→ **INSTRUCTIONS FOR THE TASK**: Please swap "wildlife count" for "wildlife survey" everywhere it appears in the listing below, and reproduce the listing with nothing else changed. Leave the pictures out of your copy.

[Pointing data excerpts]
___
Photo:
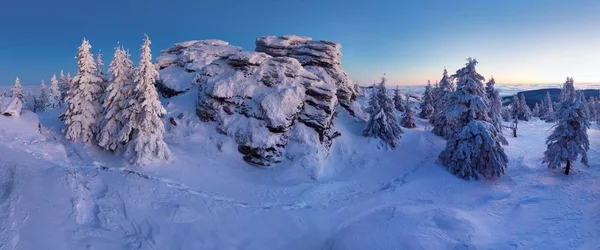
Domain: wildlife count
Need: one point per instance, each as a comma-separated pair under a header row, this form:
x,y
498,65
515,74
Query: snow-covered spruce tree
x,y
29,101
382,118
474,151
54,98
427,103
63,85
42,101
495,108
536,110
506,114
17,90
593,109
398,102
115,100
408,118
524,110
441,125
100,70
569,138
547,110
143,115
515,108
83,98
586,105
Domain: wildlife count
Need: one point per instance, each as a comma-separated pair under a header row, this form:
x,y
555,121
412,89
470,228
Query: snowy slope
x,y
57,195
___
→ **IN RESPONSE**:
Photo:
Domain: wildlife survey
Need: one point per instance, each as a comma-separated pair under a header row, this form:
x,y
498,65
515,74
Query: snow-covered spruce tree
x,y
29,101
382,118
474,151
54,98
427,103
63,85
42,101
495,108
536,110
506,114
17,90
593,109
398,102
115,100
408,118
524,110
441,125
100,70
569,138
547,110
143,115
515,108
83,98
586,105
Domain: wildlife survey
Need: one point per instance, each as a comma-separated pair under a header row, this form:
x,y
555,121
412,89
470,228
Query: snowy slope
x,y
57,195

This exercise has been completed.